§ Work to be completed:
Can you transcribe, character for character, the part of the items below that opens with the line containing "Reviewer check: each instance of the dry" and closes with the final line of the items, both included?
begin Material provided
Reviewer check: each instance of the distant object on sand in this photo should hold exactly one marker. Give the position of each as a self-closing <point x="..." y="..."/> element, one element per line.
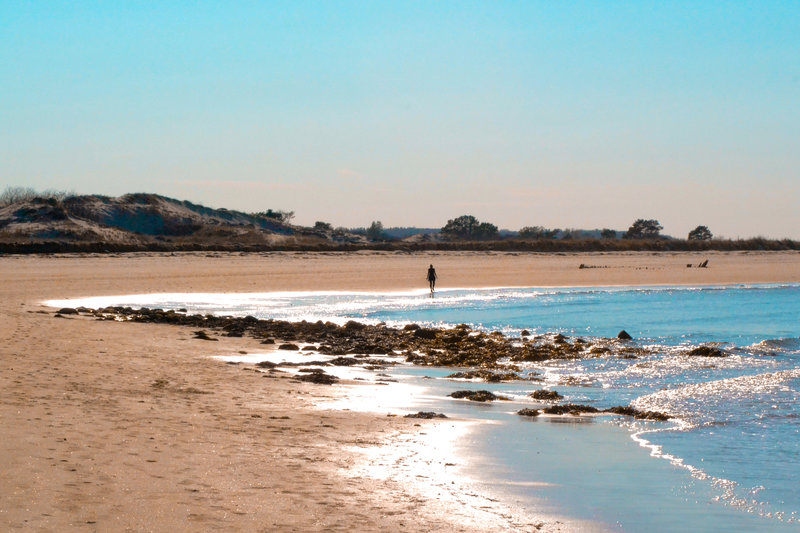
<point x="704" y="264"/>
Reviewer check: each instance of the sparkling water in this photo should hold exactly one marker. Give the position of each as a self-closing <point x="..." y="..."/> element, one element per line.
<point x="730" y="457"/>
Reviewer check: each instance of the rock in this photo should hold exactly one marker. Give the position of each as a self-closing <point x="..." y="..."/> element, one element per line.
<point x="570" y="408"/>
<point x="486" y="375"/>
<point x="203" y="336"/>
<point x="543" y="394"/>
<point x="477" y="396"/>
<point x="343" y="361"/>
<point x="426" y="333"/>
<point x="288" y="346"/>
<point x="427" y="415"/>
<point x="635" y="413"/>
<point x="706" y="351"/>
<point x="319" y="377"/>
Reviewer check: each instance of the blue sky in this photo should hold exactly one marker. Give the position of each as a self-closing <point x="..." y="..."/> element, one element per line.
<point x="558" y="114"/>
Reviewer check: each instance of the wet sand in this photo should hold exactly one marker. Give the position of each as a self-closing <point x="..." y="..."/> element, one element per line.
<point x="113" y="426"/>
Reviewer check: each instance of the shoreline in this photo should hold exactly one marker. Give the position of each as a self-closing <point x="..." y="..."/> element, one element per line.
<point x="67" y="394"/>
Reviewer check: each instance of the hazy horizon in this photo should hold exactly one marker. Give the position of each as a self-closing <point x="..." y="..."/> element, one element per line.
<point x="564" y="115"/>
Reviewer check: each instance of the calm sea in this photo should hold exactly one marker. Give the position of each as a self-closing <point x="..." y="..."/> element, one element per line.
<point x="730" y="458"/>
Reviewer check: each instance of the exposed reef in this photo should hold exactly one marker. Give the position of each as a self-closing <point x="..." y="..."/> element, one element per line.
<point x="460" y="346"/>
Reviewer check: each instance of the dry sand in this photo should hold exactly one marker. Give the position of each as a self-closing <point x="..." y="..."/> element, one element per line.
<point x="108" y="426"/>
end Material provided
§ Task answer:
Reviewer check: each instance of the dry sand in this photo should hold exactly one marker. Give the position of each as a self-closing <point x="..." y="..."/> element, one element per line.
<point x="108" y="426"/>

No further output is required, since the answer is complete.